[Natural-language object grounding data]
•••••

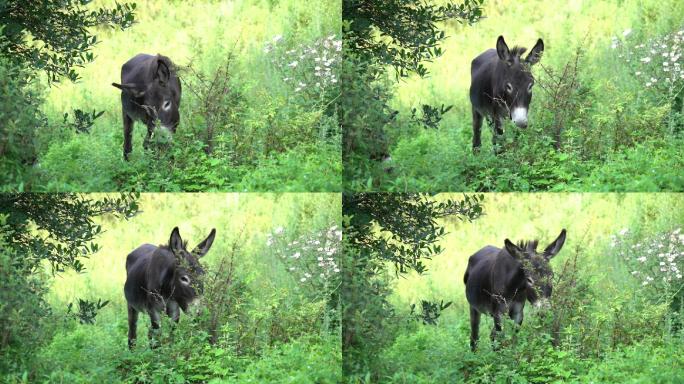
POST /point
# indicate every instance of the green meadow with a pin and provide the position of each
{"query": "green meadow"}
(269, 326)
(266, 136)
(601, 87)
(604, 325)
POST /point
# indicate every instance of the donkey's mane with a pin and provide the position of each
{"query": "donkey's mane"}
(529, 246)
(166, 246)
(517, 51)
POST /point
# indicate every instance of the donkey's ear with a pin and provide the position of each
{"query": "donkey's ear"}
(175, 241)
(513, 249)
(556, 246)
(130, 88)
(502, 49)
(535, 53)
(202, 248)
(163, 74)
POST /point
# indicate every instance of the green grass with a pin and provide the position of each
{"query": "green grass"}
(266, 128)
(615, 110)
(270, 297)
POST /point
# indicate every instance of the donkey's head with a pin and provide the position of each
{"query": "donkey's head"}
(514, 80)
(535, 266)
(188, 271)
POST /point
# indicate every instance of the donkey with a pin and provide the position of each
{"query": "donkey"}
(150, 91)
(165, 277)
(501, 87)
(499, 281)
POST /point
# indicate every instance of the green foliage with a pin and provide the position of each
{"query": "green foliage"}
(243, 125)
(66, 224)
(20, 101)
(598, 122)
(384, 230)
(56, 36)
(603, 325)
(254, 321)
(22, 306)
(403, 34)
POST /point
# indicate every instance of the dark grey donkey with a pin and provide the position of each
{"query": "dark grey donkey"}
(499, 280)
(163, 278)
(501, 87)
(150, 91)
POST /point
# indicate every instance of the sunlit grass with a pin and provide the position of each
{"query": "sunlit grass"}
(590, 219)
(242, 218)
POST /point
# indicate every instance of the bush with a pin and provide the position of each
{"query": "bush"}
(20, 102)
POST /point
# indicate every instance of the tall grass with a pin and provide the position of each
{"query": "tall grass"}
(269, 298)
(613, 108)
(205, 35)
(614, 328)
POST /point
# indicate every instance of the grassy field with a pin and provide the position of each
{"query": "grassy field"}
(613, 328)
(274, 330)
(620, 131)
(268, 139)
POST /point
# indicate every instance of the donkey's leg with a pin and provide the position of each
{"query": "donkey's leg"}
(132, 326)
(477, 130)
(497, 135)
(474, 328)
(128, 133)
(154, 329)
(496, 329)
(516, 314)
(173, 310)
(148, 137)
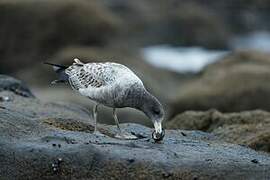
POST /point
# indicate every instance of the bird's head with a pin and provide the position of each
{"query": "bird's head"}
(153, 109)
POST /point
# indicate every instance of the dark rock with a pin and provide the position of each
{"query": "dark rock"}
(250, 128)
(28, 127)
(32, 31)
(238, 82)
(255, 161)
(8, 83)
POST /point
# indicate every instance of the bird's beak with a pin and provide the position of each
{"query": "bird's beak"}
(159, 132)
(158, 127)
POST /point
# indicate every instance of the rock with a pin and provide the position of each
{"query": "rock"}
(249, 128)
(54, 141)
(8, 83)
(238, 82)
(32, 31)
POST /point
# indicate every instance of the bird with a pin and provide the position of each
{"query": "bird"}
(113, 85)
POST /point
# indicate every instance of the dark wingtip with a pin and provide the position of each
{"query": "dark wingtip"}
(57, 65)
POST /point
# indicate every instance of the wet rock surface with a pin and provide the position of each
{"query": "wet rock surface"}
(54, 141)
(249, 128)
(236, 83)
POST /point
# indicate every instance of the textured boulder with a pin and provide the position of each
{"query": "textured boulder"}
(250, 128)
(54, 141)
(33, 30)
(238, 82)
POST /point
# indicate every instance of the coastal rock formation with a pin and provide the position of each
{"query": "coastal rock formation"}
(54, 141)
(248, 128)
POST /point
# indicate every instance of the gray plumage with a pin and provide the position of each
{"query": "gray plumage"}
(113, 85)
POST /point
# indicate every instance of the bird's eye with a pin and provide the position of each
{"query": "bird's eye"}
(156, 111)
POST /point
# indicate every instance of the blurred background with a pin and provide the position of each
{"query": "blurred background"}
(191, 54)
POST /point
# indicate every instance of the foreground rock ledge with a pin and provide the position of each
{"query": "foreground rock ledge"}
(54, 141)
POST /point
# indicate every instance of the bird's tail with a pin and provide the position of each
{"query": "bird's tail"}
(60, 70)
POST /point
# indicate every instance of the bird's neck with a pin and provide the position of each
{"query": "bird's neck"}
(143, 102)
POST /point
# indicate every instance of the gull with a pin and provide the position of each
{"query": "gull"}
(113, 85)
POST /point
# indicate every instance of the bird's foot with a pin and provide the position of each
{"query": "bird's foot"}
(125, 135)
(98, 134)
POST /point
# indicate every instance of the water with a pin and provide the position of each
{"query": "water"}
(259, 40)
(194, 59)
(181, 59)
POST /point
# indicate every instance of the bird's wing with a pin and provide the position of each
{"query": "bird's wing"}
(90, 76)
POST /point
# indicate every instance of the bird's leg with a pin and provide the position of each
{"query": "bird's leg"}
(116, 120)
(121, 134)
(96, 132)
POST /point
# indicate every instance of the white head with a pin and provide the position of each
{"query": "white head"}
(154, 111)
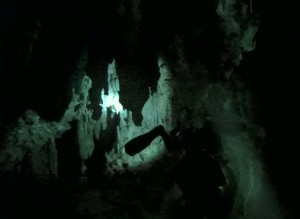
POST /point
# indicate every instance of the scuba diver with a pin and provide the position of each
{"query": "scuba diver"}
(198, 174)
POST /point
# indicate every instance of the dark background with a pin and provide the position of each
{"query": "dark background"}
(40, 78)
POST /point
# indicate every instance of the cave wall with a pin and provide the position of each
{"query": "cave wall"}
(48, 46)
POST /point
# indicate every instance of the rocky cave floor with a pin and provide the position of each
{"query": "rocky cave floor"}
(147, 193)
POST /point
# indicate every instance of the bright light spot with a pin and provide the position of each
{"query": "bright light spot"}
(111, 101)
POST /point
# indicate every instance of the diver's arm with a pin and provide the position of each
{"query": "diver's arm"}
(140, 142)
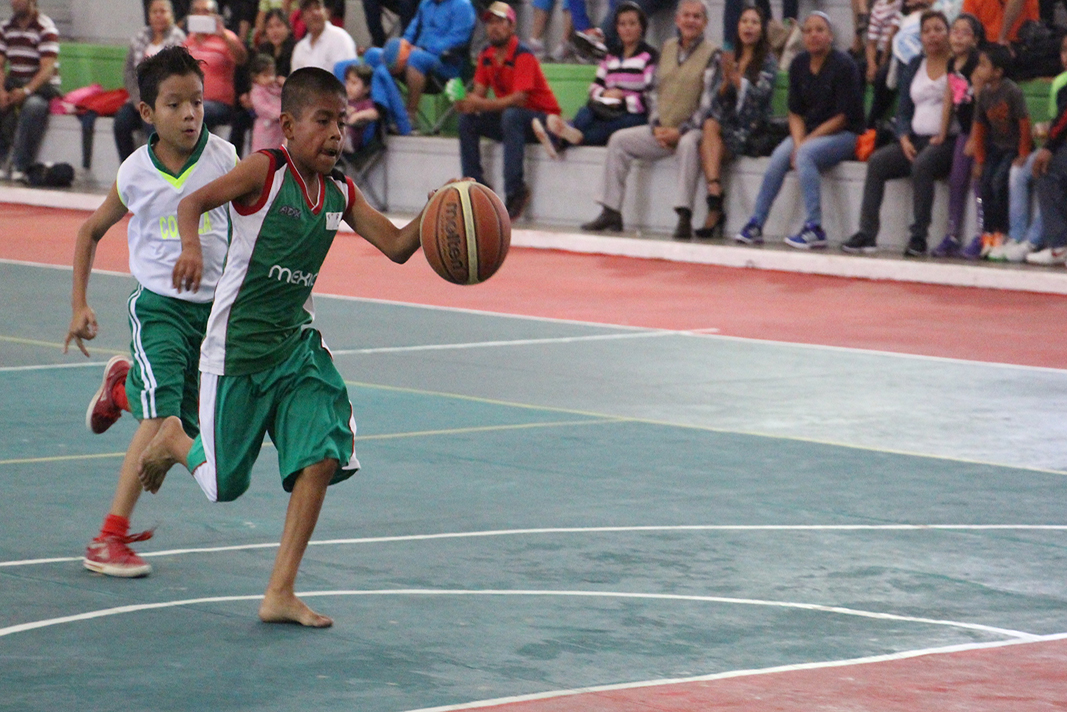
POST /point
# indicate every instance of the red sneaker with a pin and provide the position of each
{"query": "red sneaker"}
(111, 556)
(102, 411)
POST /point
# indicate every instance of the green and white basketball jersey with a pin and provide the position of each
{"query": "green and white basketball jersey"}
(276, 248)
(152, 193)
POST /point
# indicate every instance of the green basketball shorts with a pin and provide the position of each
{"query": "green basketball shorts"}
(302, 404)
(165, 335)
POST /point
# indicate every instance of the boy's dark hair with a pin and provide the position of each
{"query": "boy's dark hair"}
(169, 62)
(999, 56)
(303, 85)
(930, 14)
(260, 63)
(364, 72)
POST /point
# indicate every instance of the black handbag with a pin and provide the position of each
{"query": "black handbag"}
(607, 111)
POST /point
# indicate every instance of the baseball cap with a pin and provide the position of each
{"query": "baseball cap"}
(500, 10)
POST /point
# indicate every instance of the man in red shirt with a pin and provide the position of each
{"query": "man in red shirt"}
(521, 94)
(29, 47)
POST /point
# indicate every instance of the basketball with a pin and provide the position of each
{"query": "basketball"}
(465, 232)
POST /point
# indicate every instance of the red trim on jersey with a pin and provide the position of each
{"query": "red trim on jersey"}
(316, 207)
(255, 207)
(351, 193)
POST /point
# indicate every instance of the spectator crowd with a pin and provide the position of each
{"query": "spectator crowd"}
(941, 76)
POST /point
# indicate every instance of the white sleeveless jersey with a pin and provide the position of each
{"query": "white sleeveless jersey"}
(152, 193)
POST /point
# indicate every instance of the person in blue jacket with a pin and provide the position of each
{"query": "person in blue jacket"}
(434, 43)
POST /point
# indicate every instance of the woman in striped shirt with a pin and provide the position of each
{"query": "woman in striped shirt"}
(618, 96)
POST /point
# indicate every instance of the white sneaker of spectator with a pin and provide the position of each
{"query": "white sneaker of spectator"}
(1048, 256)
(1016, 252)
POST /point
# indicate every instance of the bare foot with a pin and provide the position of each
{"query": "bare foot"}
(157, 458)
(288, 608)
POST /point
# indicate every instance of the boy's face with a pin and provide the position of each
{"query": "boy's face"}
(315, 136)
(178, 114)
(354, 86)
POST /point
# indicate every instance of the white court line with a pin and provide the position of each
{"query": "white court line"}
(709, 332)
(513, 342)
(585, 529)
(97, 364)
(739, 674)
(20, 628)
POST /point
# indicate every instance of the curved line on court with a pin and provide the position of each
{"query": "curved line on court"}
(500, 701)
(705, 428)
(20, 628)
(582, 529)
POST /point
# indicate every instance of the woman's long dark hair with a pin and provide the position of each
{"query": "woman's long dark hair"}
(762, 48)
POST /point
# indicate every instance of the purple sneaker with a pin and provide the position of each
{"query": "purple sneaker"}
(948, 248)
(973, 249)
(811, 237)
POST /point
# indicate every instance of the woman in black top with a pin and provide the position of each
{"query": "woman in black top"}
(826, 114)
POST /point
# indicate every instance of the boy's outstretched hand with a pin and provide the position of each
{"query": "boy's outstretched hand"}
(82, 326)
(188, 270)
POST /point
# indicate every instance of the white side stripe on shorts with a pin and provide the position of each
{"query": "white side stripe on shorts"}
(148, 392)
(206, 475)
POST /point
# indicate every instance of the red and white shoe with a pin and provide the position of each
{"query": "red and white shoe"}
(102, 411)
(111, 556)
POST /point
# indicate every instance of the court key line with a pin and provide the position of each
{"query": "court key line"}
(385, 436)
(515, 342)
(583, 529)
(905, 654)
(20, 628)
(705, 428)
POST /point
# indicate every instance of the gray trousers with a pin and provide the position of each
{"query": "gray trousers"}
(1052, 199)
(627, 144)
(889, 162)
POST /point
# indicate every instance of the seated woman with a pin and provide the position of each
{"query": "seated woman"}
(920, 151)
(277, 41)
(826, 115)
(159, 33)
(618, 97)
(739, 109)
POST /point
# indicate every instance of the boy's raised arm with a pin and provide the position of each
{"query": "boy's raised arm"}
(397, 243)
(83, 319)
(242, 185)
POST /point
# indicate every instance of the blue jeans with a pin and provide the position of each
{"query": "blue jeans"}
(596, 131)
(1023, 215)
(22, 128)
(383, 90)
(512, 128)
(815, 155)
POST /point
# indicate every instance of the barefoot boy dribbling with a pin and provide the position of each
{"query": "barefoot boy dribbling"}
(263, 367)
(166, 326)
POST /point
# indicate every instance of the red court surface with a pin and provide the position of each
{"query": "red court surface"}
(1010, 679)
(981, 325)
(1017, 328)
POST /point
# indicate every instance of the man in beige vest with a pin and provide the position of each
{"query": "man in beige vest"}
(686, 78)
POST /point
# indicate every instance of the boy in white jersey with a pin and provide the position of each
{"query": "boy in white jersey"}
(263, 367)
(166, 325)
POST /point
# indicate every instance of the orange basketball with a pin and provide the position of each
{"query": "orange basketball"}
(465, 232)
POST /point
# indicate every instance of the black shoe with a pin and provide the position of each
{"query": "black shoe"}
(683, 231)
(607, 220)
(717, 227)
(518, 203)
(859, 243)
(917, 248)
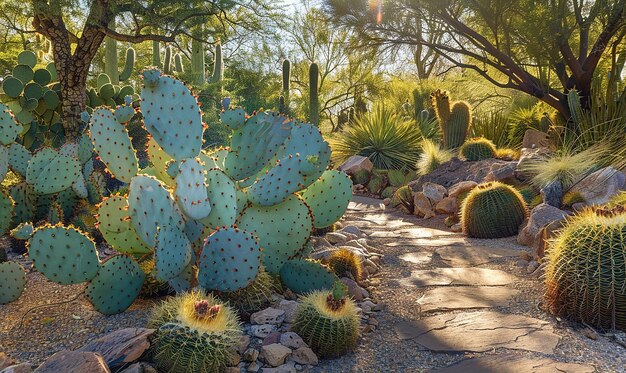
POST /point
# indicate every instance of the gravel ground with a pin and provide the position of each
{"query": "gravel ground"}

•••••

▶ _Exercise objective_:
Gather each line of the records holding the string "gravel".

▶ _Answer to the problem_:
# indicate every instance of the gravel ground with a pin and provide the position of each
{"query": "gravel ground"}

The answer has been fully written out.